- PROBLEM TO SOLVE -
Could you repeat, word for word, every line from the one containing "in black blazer in the photo above." through the final line of the records below, and nothing else?

- PROVIDED DATA -
++++++++++

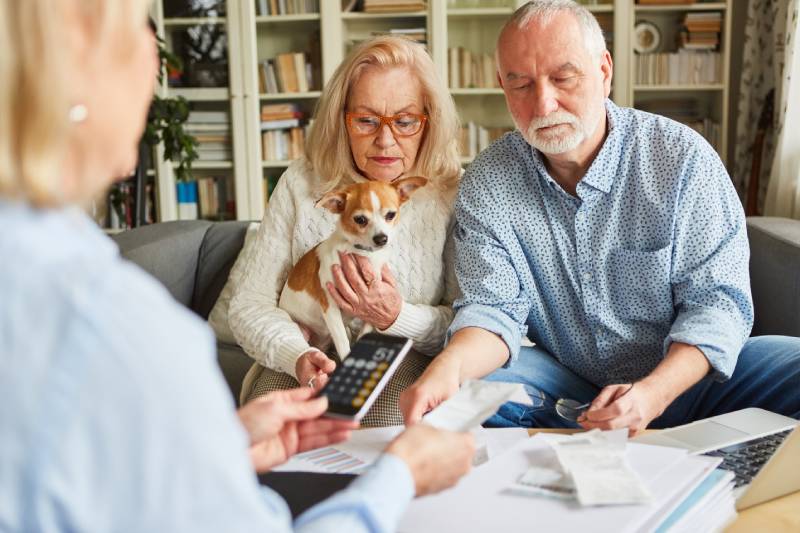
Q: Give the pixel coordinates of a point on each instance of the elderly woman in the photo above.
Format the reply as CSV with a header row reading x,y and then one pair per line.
x,y
115,415
385,114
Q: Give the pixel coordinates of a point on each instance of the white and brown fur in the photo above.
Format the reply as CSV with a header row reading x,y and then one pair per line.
x,y
305,296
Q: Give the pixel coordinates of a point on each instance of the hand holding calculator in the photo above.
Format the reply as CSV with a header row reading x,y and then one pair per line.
x,y
359,379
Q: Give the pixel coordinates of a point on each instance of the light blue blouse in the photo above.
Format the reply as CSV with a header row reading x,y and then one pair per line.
x,y
113,413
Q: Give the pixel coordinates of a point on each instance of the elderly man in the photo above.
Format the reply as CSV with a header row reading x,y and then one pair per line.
x,y
614,240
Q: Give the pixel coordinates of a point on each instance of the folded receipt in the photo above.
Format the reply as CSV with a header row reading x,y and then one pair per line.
x,y
474,403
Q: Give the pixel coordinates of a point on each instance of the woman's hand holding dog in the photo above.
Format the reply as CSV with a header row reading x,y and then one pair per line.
x,y
313,365
357,291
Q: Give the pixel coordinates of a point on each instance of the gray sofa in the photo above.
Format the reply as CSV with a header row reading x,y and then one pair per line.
x,y
193,259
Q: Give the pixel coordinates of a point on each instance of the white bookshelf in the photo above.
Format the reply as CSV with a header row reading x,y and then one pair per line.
x,y
711,99
254,36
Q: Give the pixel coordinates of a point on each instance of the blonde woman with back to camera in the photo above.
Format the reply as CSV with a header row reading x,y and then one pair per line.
x,y
115,416
362,131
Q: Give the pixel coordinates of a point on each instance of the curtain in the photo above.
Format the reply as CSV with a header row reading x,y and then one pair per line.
x,y
762,70
783,191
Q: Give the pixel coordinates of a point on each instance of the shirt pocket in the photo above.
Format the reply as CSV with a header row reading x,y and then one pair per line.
x,y
639,283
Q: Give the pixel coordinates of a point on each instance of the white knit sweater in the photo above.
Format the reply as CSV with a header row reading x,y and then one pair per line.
x,y
422,264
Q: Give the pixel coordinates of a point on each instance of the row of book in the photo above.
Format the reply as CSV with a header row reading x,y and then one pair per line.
x,y
283,132
475,138
210,198
387,6
291,72
283,145
287,7
212,129
701,31
471,70
686,67
419,35
121,206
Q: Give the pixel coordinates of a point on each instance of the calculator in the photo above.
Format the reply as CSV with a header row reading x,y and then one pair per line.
x,y
360,378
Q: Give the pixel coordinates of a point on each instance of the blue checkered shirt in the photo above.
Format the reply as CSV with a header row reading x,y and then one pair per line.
x,y
653,250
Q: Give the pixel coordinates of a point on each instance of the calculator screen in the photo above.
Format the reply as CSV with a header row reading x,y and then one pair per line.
x,y
353,382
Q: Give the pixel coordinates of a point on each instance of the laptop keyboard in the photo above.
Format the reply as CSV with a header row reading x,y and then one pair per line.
x,y
746,458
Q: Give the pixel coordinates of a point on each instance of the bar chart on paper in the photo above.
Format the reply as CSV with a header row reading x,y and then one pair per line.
x,y
350,457
329,460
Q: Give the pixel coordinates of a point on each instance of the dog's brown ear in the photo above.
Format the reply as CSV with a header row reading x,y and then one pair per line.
x,y
406,186
333,201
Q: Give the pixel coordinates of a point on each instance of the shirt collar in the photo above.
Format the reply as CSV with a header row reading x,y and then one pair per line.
x,y
601,172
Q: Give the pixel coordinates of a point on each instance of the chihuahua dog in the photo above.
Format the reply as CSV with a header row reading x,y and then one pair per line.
x,y
368,213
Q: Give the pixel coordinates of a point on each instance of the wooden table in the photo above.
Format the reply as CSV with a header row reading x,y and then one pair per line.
x,y
775,516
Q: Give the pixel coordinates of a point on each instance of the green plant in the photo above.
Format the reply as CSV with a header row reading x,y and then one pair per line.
x,y
166,119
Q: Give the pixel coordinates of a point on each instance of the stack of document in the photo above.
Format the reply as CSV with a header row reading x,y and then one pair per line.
x,y
684,492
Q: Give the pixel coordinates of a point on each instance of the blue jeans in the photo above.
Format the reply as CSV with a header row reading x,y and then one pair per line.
x,y
767,375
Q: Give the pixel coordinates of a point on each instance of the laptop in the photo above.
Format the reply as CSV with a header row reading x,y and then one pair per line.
x,y
761,448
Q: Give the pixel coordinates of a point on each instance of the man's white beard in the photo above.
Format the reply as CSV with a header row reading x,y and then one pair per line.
x,y
569,133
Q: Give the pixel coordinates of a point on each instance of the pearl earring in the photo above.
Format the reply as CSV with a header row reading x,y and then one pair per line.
x,y
78,113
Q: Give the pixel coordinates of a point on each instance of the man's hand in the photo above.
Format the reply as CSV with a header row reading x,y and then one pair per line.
x,y
436,458
631,406
313,364
284,423
439,381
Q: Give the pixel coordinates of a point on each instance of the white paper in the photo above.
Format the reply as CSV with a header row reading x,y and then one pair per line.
x,y
481,501
366,445
476,401
350,457
596,462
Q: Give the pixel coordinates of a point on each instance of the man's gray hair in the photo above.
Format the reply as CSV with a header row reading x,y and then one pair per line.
x,y
545,10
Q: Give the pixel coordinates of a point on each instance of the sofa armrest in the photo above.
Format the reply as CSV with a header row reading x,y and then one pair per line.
x,y
775,274
168,251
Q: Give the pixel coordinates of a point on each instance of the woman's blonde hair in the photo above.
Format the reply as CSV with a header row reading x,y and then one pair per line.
x,y
34,87
328,148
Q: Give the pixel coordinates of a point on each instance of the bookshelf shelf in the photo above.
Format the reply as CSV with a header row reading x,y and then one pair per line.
x,y
379,16
193,21
275,163
655,88
201,94
708,6
600,8
480,12
210,165
470,27
290,96
280,19
476,92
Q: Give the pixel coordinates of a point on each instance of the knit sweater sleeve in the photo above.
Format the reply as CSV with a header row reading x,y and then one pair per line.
x,y
263,330
426,325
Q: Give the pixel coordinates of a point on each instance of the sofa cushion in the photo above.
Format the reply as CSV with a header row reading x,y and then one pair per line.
x,y
218,318
234,364
775,275
219,251
169,252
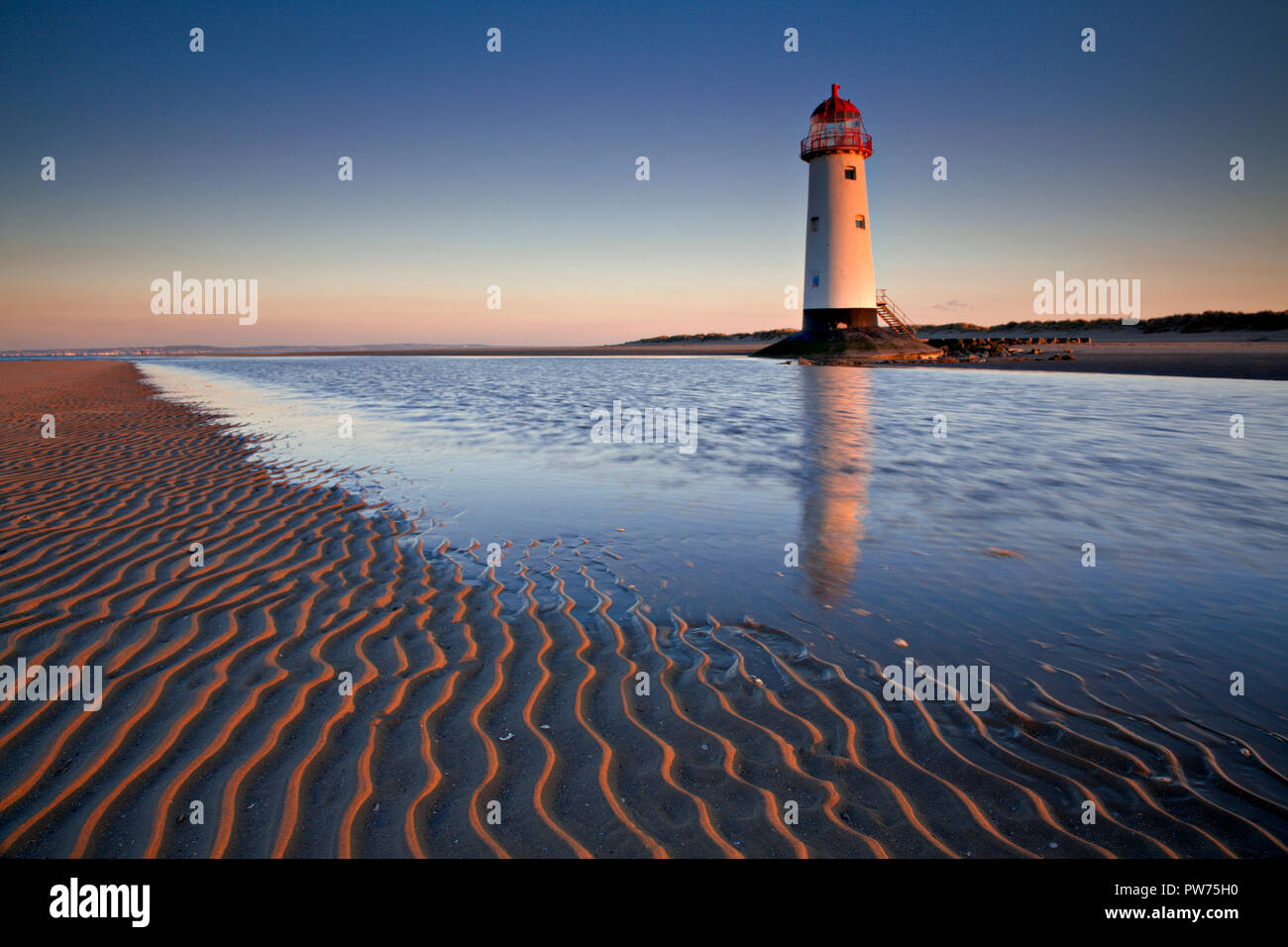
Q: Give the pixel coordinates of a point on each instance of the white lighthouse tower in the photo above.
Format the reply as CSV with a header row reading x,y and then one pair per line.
x,y
840,286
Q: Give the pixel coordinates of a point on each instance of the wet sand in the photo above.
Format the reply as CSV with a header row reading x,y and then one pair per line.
x,y
471,698
1164,355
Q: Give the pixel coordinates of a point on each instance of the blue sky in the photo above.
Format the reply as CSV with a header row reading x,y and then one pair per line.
x,y
516,169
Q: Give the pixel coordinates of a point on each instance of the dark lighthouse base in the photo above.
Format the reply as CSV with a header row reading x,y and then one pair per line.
x,y
827,320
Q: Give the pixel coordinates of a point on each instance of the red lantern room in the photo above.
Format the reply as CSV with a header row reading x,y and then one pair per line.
x,y
836,125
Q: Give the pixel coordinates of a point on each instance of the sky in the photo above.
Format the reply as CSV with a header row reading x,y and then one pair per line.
x,y
518,169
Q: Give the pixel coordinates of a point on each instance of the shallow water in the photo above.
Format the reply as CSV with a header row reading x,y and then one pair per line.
x,y
967,547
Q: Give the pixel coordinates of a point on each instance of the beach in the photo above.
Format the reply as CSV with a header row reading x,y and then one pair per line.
x,y
1164,354
333,680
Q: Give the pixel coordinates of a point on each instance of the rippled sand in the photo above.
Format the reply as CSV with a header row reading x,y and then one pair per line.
x,y
475,685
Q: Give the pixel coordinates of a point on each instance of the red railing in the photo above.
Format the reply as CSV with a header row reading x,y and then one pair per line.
x,y
822,140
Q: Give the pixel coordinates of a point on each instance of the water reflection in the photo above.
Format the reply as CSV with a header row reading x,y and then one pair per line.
x,y
836,467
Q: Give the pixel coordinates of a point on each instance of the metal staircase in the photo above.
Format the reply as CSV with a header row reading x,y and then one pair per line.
x,y
894,317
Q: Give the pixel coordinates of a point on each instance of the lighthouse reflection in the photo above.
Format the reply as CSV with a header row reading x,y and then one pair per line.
x,y
835,476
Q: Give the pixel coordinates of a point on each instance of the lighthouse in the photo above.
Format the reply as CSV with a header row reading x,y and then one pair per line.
x,y
840,286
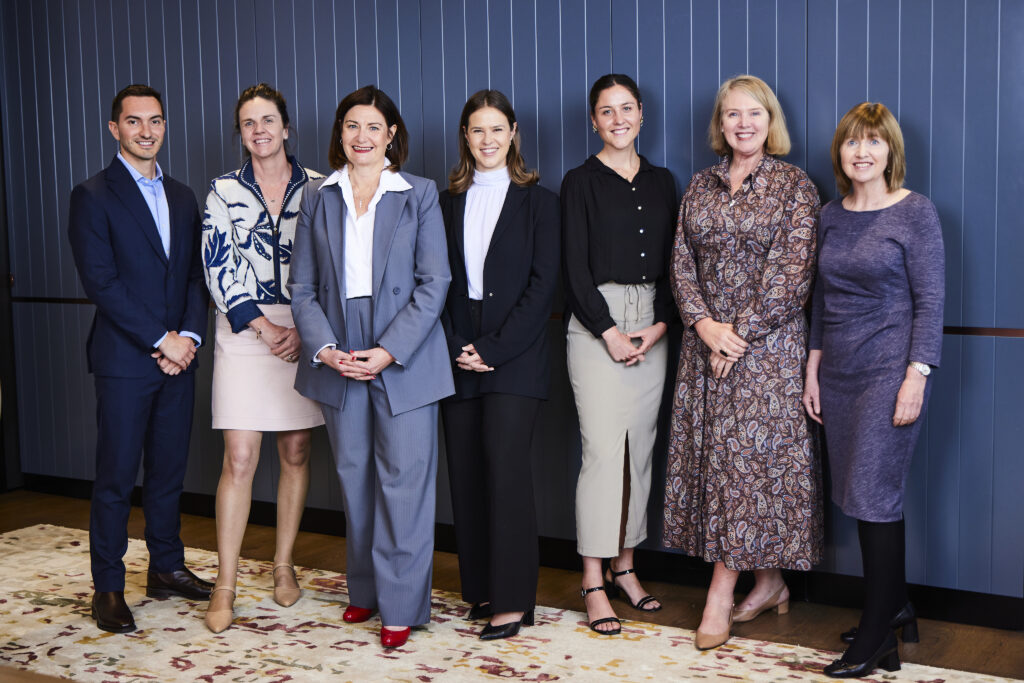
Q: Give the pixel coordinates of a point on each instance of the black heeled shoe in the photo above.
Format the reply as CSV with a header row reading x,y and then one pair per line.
x,y
887,656
479,610
614,592
905,622
507,630
598,622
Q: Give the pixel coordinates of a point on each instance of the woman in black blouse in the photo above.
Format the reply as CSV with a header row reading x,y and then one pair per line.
x,y
617,217
503,246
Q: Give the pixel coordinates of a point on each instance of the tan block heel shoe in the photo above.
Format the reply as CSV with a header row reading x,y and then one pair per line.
x,y
218,620
774,601
286,596
707,641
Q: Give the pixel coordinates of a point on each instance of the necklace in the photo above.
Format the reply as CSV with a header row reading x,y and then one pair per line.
x,y
274,191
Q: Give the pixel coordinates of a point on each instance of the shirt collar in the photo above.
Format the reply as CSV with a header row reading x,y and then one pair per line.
x,y
390,180
596,164
495,178
138,177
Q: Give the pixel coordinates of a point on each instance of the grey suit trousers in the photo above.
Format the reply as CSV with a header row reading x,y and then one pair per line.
x,y
387,466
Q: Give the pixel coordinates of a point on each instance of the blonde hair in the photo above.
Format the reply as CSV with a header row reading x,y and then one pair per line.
x,y
777,141
870,119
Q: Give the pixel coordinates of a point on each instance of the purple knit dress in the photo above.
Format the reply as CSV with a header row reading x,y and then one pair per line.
x,y
878,305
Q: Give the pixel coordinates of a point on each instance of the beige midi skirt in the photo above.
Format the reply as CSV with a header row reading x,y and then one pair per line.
x,y
254,389
614,403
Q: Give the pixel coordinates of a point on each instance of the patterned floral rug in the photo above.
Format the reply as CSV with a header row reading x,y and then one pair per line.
x,y
45,628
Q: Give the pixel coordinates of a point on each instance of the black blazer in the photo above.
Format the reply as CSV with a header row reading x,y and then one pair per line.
x,y
520,273
139,292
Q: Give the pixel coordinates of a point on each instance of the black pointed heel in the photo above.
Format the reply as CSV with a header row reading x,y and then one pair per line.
x,y
904,621
507,630
887,656
479,610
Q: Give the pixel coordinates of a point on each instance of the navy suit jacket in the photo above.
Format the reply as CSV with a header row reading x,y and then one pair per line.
x,y
520,274
139,292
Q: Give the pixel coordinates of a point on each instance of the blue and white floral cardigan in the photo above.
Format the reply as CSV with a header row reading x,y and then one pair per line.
x,y
246,254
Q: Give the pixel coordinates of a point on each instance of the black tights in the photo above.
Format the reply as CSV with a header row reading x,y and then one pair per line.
x,y
883,549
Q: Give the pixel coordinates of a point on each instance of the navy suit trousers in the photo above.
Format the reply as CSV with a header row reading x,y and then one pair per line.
x,y
140,421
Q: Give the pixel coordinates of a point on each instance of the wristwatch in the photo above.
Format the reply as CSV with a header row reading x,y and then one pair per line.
x,y
922,368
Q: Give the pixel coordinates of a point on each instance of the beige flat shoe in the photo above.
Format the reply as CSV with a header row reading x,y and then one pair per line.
x,y
218,620
773,602
286,596
707,641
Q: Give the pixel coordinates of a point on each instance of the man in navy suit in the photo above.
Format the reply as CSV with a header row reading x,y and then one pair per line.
x,y
135,236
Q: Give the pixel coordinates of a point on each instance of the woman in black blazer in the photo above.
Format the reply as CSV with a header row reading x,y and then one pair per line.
x,y
503,235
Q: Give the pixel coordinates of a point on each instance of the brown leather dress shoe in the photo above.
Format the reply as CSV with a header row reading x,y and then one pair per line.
x,y
111,611
180,583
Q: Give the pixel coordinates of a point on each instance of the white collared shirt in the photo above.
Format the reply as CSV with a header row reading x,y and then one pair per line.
x,y
359,231
483,205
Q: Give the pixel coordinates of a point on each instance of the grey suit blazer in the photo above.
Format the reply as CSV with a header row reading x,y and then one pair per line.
x,y
410,282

++++++++++

- CORRECT RESULT -
Q: Give the pixel coordinates of a point on each instance of the woman in black blazer in the photo above.
Format the reply as CSV with a header row reading x,y and then one pair per line.
x,y
503,235
Q: Give the pixel coordinates of a point on each instance of the brown leather dress shoe in the photo above.
Format the reply as CSV with a header row reading x,y and then one pair per line.
x,y
111,611
180,583
Q: Give the pixel coordinates of a point on each instance of the white collared shirt in the photo above.
Format the reply as CSV with a header row reading x,y and then one pair per line.
x,y
359,231
483,205
Q: Give the pixel coordinates of a point on each instance of the grey suit blazer in the photo above.
Format the reply as CSV with a header row reading x,y and then one pair per line.
x,y
410,282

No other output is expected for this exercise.